> [Point annotation records]:

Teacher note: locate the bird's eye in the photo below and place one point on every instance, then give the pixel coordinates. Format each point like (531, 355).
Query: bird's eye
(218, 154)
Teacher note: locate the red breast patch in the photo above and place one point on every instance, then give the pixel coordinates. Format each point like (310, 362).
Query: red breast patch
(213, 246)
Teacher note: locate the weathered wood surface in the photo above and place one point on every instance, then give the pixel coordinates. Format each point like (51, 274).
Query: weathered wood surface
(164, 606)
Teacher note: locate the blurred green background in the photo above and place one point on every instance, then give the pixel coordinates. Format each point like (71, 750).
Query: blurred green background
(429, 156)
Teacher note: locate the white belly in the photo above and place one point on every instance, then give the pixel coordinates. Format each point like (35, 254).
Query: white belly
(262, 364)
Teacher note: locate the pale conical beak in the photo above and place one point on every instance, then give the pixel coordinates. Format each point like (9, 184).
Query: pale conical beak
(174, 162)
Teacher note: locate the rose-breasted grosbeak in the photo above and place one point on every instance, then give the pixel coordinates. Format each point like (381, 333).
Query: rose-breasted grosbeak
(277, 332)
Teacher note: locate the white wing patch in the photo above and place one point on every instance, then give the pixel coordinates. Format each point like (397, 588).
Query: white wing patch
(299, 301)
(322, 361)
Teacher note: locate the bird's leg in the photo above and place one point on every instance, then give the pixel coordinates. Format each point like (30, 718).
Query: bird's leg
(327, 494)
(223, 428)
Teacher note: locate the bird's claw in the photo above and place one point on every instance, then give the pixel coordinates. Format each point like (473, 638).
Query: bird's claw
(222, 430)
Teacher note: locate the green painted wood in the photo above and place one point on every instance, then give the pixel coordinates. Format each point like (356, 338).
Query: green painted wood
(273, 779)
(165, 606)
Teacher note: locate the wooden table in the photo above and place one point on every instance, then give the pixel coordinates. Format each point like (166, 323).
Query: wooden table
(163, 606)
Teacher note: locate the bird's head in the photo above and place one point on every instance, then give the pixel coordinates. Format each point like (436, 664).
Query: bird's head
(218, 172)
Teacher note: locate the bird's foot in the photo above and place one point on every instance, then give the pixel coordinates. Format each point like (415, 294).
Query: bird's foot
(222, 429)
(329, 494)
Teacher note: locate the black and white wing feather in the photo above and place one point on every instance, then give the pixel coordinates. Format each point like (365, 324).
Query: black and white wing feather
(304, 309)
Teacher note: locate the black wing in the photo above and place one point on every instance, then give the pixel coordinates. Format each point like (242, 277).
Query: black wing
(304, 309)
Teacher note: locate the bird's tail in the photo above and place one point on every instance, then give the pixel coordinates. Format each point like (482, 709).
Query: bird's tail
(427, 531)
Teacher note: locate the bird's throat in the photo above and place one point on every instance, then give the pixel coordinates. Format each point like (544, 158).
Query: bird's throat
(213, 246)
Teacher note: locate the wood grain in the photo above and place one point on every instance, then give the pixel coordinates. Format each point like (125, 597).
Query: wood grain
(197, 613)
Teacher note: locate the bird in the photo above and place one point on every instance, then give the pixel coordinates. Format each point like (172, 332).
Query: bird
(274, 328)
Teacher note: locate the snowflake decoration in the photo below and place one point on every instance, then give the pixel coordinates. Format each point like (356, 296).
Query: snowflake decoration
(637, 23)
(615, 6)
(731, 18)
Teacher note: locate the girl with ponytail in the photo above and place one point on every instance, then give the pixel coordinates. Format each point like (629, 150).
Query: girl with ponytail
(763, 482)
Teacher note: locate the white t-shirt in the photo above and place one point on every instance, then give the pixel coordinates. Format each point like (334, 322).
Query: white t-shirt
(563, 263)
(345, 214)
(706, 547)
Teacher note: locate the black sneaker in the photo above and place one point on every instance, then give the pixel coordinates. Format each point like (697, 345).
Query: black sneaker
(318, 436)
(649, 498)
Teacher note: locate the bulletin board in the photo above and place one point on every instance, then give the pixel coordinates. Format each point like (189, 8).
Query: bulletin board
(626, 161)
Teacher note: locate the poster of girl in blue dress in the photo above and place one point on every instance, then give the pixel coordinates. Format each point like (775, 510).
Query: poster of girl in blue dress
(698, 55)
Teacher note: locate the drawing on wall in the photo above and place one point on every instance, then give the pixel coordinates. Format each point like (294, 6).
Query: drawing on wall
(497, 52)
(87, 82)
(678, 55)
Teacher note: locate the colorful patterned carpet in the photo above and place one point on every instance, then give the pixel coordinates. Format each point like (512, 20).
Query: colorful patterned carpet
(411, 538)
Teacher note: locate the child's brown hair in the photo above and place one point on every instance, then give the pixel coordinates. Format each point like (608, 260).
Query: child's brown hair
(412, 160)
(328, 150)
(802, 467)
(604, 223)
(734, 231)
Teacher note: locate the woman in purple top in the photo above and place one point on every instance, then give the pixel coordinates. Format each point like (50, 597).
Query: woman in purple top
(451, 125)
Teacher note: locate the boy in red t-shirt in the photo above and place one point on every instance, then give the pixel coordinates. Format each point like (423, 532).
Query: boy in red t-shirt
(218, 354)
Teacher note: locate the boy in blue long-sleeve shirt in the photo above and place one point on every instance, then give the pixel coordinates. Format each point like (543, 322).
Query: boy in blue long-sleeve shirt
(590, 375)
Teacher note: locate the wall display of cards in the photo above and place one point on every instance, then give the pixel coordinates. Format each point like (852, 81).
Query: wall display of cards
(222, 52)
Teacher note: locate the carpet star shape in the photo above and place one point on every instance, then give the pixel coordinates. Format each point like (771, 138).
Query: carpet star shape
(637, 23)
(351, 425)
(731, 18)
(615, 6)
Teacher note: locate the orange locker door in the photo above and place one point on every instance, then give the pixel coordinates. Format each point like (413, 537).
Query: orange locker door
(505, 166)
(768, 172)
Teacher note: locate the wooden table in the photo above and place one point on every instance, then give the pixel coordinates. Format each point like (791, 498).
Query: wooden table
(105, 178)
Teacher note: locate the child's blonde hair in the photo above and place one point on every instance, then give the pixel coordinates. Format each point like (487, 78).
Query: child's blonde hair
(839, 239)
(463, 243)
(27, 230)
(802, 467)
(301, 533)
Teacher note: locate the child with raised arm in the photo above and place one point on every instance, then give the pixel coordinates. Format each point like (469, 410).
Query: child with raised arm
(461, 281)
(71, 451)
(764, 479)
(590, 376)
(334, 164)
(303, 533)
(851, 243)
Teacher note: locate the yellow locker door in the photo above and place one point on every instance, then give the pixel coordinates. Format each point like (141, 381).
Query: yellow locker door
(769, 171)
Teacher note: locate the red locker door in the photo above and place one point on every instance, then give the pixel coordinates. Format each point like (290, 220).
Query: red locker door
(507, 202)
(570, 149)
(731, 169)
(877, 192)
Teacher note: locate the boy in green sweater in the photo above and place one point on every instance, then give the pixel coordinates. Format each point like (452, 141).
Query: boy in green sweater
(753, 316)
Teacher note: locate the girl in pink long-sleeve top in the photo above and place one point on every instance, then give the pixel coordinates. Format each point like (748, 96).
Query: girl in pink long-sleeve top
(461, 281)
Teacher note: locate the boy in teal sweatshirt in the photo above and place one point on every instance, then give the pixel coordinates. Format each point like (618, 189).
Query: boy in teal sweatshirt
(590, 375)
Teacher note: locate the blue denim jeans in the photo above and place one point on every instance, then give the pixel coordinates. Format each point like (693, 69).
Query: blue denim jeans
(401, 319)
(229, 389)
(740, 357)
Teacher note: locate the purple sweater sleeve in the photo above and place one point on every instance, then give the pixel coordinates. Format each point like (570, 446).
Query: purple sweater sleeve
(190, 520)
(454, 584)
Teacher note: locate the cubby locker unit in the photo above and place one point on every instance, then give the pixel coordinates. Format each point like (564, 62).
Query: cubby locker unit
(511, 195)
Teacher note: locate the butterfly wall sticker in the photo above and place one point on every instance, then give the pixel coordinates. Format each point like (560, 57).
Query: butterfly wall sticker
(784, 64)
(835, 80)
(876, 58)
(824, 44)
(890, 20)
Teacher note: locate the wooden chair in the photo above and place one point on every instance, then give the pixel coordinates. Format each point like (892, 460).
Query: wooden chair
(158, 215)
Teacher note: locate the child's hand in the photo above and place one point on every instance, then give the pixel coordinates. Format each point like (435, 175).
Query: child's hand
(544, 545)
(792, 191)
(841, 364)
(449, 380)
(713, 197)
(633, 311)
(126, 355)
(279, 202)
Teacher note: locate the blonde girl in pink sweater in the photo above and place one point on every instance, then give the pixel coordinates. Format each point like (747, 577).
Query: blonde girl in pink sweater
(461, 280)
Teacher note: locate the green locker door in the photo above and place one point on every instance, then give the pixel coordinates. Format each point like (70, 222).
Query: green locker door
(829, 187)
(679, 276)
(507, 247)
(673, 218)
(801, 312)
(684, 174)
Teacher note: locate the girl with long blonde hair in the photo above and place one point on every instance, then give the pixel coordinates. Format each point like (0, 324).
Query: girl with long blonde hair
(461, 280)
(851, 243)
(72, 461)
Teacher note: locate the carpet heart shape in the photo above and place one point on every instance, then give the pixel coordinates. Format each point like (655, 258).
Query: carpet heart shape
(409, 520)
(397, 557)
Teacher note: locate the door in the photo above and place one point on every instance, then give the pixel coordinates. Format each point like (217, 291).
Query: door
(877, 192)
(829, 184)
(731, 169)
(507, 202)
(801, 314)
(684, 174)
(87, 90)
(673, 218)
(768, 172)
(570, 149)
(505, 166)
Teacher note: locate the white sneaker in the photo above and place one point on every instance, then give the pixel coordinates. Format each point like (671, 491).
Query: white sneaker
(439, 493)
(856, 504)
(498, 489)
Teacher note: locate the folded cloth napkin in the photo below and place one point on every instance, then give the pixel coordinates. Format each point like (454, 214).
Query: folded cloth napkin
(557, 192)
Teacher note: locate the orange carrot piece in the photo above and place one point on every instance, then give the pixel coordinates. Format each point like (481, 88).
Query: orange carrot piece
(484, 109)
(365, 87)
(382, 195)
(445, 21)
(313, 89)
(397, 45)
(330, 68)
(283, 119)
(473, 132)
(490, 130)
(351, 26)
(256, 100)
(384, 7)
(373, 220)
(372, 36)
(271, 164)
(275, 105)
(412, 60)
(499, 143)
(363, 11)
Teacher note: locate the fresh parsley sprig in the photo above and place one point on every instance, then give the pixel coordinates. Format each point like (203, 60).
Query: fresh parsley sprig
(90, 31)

> [Exercise prompt]: Each line from the one containing "Teacher note: locate the girl with long" through the end of the entries, both included, is to be returned exactly, with no other lines.

> [Solution for this task]:
Teacher note: locate the girl with long blonde hair in the photo above and place one point on every instance, then give the pixel coordinates. Format each point like (0, 324).
Query: girl with long blonde hair
(461, 280)
(851, 243)
(72, 461)
Teacher note: locate the carpet heart shape in the photo above and place one point on every instance, then give the pixel coordinates. Format each point like (655, 258).
Query: carpet heart shape
(409, 520)
(397, 557)
Teacher note: locate the door in the photo above and place one point on every instance, then give the pixel coordinates. Format each point like (217, 291).
Query: door
(877, 192)
(829, 184)
(731, 169)
(507, 202)
(801, 314)
(684, 174)
(87, 90)
(673, 218)
(768, 172)
(570, 149)
(505, 166)
Teacher note: locate the white sneaker in the photo above and place one point on every instance, then give the pixel coordinates. Format each point like (671, 491).
Query: white sneaker
(439, 493)
(856, 504)
(498, 489)
Teacher note: locate the folded cloth napkin in the photo below and place one point on every instance, then give the pixel coordinates. Format each point like (454, 214).
Query: folded cloth napkin
(557, 192)
Teacher note: locate the orange carrot piece in the photo above and place one point on every instance, then give the pixel coordinates. Format each point like (481, 88).
Query: orange carrot piece
(484, 109)
(365, 87)
(382, 195)
(445, 21)
(313, 89)
(397, 45)
(330, 68)
(283, 119)
(473, 132)
(490, 130)
(351, 26)
(256, 100)
(384, 7)
(373, 220)
(372, 36)
(271, 164)
(275, 105)
(412, 60)
(499, 143)
(363, 11)
Teacher note: locate the fresh parsley sprig in the photo above and place one point on every instance, then give the pixel coordinates. Format each point like (203, 60).
Query: fresh parsley sprig
(90, 31)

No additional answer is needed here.